EXERCISE DESCRIPTION: The entries that follow are to be duplicated in full, character for character.

(Referring expression pointing data)
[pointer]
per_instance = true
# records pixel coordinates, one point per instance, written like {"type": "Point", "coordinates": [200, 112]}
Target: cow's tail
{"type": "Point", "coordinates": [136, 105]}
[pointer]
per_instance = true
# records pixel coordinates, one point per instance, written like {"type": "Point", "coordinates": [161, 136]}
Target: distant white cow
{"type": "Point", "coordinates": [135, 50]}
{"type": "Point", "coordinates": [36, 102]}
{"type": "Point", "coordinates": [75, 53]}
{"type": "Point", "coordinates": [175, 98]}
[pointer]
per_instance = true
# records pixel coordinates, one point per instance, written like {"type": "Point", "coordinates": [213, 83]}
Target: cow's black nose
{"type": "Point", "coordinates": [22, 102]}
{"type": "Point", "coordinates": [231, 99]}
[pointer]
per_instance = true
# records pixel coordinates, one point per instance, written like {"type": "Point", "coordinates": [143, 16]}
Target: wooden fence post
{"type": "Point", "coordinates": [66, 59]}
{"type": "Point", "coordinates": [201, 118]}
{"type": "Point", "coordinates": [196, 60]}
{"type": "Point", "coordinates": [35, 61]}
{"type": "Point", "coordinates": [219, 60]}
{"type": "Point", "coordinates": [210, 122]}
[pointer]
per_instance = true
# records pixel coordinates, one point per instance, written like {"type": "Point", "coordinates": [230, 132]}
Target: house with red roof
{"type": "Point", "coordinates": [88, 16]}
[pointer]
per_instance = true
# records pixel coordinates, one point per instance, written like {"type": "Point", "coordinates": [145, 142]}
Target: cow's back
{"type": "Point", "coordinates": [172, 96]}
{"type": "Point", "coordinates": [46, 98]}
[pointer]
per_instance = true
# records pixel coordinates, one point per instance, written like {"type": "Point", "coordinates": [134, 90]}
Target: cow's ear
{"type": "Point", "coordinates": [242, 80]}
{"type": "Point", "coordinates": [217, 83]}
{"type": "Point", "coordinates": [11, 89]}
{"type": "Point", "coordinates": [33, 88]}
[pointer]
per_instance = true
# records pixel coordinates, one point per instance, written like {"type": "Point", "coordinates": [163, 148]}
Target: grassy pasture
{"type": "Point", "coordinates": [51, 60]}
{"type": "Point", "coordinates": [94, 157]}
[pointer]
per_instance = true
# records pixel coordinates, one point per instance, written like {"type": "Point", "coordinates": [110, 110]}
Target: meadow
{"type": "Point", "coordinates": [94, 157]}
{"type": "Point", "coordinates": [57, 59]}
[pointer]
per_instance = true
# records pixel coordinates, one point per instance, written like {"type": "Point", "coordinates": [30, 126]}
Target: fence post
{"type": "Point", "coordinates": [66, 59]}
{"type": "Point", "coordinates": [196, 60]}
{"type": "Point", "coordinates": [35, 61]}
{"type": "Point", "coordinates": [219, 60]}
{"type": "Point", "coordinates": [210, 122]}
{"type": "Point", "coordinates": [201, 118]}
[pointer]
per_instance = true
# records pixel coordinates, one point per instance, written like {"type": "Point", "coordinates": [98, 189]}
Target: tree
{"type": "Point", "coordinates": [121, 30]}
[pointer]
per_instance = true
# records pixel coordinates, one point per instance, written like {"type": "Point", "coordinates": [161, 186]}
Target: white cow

OUTPUT BELOW:
[pointer]
per_instance = true
# records pixel coordinates, one point per instance, written like {"type": "Point", "coordinates": [200, 112]}
Target: cow's tail
{"type": "Point", "coordinates": [136, 105]}
[pointer]
per_instance = true
# records pixel coordinates, one point per instance, written like {"type": "Point", "coordinates": [161, 136]}
Target: distant white cow
{"type": "Point", "coordinates": [135, 50]}
{"type": "Point", "coordinates": [36, 102]}
{"type": "Point", "coordinates": [75, 53]}
{"type": "Point", "coordinates": [175, 98]}
[pointer]
per_instance = true
# records pixel coordinates, one point per instance, written like {"type": "Point", "coordinates": [213, 83]}
Target: cow's black nose
{"type": "Point", "coordinates": [22, 102]}
{"type": "Point", "coordinates": [231, 99]}
[pointer]
per_instance = true
# records pixel coordinates, one point per instance, written like {"type": "Point", "coordinates": [143, 16]}
Target: wooden fence post
{"type": "Point", "coordinates": [66, 59]}
{"type": "Point", "coordinates": [201, 118]}
{"type": "Point", "coordinates": [196, 60]}
{"type": "Point", "coordinates": [35, 61]}
{"type": "Point", "coordinates": [219, 60]}
{"type": "Point", "coordinates": [210, 122]}
[pointer]
per_instance = true
# records pixel coordinates, one point per instance, written like {"type": "Point", "coordinates": [230, 132]}
Target: house with red roof
{"type": "Point", "coordinates": [88, 16]}
[pointer]
per_instance = true
# records pixel coordinates, one point per instance, written like {"type": "Point", "coordinates": [145, 142]}
Target: cow's back
{"type": "Point", "coordinates": [172, 96]}
{"type": "Point", "coordinates": [46, 98]}
[pointer]
per_instance = true
# records pixel coordinates, one point per instance, written like {"type": "Point", "coordinates": [134, 90]}
Target: cow's ear
{"type": "Point", "coordinates": [242, 80]}
{"type": "Point", "coordinates": [217, 83]}
{"type": "Point", "coordinates": [11, 89]}
{"type": "Point", "coordinates": [33, 88]}
[pointer]
per_instance = true
# records pixel coordinates, one point per instance, written like {"type": "Point", "coordinates": [163, 148]}
Target: grassy pasture
{"type": "Point", "coordinates": [51, 60]}
{"type": "Point", "coordinates": [94, 157]}
[pointer]
per_instance = true
# records pixel coordinates, one point per instance, written like {"type": "Point", "coordinates": [110, 110]}
Target: meadow
{"type": "Point", "coordinates": [94, 157]}
{"type": "Point", "coordinates": [57, 59]}
[pointer]
per_instance = true
# records pixel coordinates, one point per instance, written like {"type": "Point", "coordinates": [30, 126]}
Target: fence post
{"type": "Point", "coordinates": [66, 59]}
{"type": "Point", "coordinates": [196, 60]}
{"type": "Point", "coordinates": [35, 61]}
{"type": "Point", "coordinates": [219, 60]}
{"type": "Point", "coordinates": [210, 122]}
{"type": "Point", "coordinates": [201, 118]}
[pointer]
per_instance = true
# records pixel coordinates, one point per instance, written like {"type": "Point", "coordinates": [98, 189]}
Target: tree
{"type": "Point", "coordinates": [121, 30]}
[pointer]
per_instance = true
# records pixel coordinates, one point per instance, written like {"type": "Point", "coordinates": [161, 186]}
Target: white cow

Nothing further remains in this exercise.